SOURCE EXTRACT:
········

Since varmint hunting is a form of pest control, and minimally regulated by law, the definition of what constitutes a varmint firearm tends to vary by regional pests. The definitive varmints are ground burrowing animals such as groundhogs and prairie dogs.  These animals are small, alert and difficult to approach closely, and hunting them requires a long-range, highly accurate rifle.  Because of this, models labelled "Varminter" will generally fit the following characteristics:
 high-velocity caliber, for a flat trajectory (see external ballistics)
 lightweight projectile, designed for minimum overpenetration (see terminal ballistics)
 extreme accuracy, for the ability to hit small targets at long range (see accurizing)

········

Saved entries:
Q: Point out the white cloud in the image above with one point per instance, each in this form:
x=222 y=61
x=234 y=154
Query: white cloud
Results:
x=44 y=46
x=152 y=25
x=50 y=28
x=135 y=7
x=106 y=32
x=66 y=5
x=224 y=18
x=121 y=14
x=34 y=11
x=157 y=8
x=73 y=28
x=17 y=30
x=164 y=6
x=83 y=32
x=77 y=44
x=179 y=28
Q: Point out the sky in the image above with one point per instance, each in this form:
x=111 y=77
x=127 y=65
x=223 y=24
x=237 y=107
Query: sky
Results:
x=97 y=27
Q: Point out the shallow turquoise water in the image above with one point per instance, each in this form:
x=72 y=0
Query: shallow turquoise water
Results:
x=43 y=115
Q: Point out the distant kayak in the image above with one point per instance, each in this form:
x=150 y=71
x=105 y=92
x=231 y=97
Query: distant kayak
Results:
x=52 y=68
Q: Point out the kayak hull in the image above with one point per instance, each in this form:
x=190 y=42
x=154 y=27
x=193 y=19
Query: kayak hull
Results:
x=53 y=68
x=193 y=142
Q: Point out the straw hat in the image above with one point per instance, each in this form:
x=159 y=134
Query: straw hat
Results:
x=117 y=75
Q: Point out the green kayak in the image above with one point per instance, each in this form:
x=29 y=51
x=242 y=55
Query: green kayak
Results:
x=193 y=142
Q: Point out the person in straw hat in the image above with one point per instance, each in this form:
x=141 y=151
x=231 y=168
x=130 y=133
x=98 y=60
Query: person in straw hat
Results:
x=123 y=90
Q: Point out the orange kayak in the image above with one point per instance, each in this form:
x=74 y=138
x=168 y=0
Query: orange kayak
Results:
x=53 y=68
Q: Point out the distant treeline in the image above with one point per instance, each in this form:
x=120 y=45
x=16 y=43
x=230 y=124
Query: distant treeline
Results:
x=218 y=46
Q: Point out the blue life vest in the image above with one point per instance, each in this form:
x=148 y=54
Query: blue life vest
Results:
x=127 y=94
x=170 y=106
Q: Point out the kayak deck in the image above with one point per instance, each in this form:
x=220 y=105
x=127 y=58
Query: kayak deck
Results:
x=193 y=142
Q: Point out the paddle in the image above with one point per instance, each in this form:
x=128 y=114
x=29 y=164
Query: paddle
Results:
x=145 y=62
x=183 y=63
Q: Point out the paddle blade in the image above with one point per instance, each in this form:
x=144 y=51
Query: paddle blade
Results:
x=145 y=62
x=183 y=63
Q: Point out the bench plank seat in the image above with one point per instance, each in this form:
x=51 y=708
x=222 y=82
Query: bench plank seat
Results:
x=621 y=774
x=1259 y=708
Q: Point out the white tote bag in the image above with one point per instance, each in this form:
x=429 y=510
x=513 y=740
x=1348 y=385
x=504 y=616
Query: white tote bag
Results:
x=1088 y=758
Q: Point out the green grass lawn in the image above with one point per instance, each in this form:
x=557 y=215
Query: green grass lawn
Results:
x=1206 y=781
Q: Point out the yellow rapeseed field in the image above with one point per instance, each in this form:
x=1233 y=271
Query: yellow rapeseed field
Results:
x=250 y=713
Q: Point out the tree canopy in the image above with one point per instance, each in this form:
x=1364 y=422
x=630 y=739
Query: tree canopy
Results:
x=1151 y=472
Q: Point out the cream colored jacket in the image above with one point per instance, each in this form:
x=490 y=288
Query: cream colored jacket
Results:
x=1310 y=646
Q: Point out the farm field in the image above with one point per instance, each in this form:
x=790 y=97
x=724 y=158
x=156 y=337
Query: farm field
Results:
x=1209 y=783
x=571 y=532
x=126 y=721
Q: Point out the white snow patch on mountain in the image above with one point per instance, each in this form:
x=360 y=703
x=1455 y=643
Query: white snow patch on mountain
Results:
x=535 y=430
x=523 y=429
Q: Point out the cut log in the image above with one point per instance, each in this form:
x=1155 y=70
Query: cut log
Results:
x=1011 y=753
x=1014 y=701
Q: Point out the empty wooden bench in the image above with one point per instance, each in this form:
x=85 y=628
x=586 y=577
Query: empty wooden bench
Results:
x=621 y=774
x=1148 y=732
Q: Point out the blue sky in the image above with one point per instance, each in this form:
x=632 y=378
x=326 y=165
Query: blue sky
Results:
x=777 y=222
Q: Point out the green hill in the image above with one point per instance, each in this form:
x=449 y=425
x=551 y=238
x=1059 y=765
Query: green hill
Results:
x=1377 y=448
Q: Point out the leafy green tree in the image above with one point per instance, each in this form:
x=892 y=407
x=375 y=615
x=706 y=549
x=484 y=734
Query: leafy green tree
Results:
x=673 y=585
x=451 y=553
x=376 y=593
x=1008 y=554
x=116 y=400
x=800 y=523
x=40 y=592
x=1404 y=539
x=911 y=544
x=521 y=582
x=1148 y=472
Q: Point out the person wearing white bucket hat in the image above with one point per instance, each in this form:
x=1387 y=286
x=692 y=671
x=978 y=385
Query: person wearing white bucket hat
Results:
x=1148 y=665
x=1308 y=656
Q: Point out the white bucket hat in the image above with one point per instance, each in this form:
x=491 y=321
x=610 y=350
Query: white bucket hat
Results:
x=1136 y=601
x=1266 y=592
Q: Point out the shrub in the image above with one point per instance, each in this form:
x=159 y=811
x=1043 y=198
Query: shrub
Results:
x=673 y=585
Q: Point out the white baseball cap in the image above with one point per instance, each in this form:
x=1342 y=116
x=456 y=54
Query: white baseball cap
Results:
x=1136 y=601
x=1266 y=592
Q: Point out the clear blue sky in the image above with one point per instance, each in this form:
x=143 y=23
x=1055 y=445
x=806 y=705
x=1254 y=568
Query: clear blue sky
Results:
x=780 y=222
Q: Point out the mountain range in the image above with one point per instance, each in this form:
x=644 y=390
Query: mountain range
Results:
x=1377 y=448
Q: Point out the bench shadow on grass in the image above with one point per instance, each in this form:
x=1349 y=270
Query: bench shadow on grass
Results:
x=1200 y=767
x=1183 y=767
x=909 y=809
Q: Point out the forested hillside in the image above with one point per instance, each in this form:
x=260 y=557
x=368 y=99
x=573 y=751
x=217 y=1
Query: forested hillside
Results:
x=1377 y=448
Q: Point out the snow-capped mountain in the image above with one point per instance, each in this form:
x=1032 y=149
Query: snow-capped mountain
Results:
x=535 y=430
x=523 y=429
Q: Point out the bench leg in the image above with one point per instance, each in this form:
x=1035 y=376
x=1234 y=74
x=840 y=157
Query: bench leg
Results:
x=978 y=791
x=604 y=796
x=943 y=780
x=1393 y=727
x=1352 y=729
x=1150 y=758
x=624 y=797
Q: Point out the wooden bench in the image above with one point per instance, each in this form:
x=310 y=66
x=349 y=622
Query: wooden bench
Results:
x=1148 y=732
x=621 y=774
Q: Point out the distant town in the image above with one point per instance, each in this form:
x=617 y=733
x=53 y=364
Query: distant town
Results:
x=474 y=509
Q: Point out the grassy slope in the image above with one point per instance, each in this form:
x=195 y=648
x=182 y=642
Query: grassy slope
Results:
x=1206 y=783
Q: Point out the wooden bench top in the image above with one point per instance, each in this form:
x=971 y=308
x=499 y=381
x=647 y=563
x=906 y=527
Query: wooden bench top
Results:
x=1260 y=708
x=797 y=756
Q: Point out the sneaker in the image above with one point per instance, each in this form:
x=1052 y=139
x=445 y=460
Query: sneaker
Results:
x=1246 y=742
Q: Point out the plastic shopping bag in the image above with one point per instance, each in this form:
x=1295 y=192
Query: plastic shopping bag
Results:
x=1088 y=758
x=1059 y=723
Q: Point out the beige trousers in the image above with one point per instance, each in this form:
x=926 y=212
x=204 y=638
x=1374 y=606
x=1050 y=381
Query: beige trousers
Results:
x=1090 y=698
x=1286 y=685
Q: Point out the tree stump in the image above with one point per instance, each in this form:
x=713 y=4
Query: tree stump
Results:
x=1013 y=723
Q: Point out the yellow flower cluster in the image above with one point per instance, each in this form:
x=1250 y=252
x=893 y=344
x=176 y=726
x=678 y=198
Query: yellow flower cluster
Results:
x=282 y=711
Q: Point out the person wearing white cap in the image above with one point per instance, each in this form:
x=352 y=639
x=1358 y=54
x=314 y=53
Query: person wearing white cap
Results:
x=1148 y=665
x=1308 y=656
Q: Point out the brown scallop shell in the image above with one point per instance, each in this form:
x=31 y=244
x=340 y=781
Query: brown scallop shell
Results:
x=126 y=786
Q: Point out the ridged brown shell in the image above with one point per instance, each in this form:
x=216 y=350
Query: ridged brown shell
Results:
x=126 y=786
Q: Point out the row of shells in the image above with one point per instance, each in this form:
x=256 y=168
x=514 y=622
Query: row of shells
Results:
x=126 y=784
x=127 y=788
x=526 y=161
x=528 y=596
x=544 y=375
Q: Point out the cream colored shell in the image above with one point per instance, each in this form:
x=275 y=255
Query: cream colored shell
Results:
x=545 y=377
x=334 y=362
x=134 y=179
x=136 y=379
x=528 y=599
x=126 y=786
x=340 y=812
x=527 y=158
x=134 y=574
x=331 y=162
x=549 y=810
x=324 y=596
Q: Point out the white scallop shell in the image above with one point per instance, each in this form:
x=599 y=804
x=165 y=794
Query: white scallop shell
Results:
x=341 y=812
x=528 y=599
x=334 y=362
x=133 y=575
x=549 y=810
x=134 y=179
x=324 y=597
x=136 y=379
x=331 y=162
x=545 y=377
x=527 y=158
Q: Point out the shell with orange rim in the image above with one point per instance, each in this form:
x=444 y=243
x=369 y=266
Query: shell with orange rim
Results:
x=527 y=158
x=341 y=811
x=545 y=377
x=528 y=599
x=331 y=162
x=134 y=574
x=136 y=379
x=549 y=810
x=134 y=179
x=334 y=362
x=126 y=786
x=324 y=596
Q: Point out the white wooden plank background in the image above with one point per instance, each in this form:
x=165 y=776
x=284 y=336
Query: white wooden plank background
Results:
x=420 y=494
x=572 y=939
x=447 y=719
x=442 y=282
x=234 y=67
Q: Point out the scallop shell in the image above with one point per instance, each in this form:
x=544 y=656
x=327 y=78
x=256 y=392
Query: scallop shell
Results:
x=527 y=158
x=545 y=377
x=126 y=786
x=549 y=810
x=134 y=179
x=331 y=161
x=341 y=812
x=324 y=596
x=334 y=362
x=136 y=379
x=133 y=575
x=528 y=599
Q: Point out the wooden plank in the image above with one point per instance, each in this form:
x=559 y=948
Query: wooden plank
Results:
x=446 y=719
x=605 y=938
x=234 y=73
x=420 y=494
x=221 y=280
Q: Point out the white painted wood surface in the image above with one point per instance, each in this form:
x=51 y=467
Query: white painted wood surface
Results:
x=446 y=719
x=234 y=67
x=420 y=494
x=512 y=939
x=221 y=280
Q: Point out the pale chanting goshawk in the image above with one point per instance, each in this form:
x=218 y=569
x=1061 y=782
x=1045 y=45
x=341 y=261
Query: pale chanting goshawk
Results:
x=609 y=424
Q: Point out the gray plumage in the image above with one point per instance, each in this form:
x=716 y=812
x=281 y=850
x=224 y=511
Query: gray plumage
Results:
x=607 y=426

········

EXERCISE PROMPT: Reproduce the stretch of the varmint rifle passage from "lightweight projectile, designed" through "range (see accurizing)", word for word.

WRITTEN REPLY:
lightweight projectile, designed for minimum overpenetration (see terminal ballistics)
 extreme accuracy, for the ability to hit small targets at long range (see accurizing)